§ **Extracted text**
┌──
Planned Parenthood and ACLU suing over Missouri abortion law
KANSAS CITY, Mo. (AP) — Planned Parenthood and the American Civil Liberties Union filed a federal lawsuit Tuesday seeking to stop a Missouri law that bans abortions beyond the eighth week of pregnancy from taking effect Aug. 28.
Lawyers for the ACLU and Planned Parenthood Reproductive Health Services of St. Louis argued in the lawsuit that the bill signed by Gov. Mike Parson in May is unconstitutional. They want the federal court to issue a preliminary injunction and/or a temporary restraining order to stop enforcement of the law until the lawsuit is decided.
The new law is considered one of the most restrictive in the country because it doesn’t include exceptions for rape or incest, and would allow the state to charge any provider who performs abortions at or after eight weeks with a felony that could bring a sentence of up to 15 years.
The organizations argue that if the court doesn’t stop the law from taking effect their patients will be severely restricted from accessing pre-viability abortions “preventing the vast majority of patients from obtaining the constitutionally protected medical care they seek.”
└──
§ **Records supplied**
┌──
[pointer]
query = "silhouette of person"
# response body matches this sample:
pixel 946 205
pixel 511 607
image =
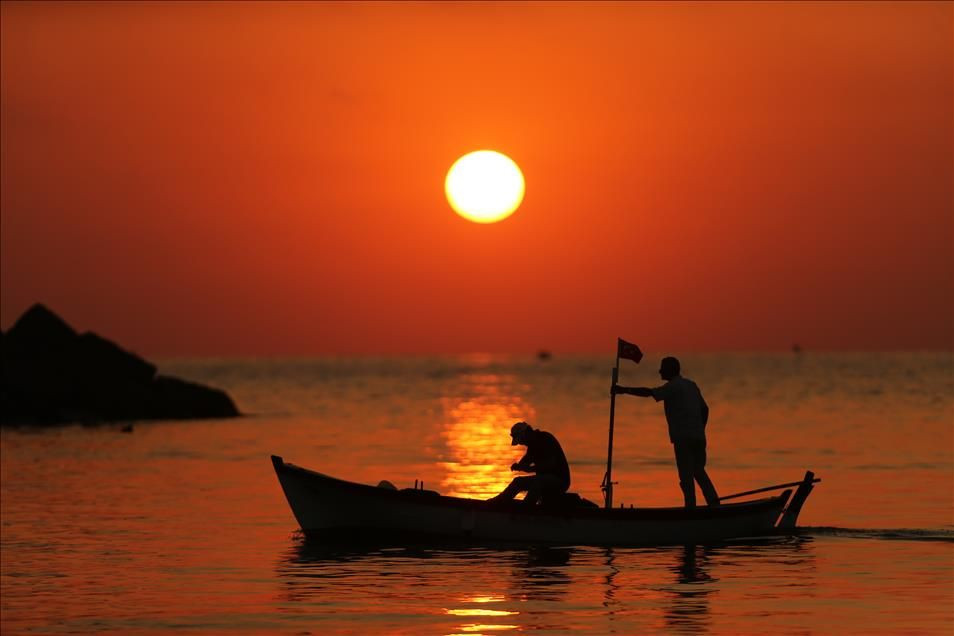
└──
§ **Activities**
A. List every place name that appears in the article on the Missouri abortion lawsuit, counting each place once.
B. Transcribe the passage of the article on the Missouri abortion lawsuit starting at "The new law" and ending at "to 15 years.".
The records were taken from a different source than the article.

§ **Your responses**
A. Kansas City, Missouri (also given as "Mo."), St. Louis

B.
The new law is considered one of the most restrictive in the country because it doesn’t include exceptions for rape or incest, and would allow the state to charge any provider who performs abortions at or after eight weeks with a felony that could bring a sentence of up to 15 years.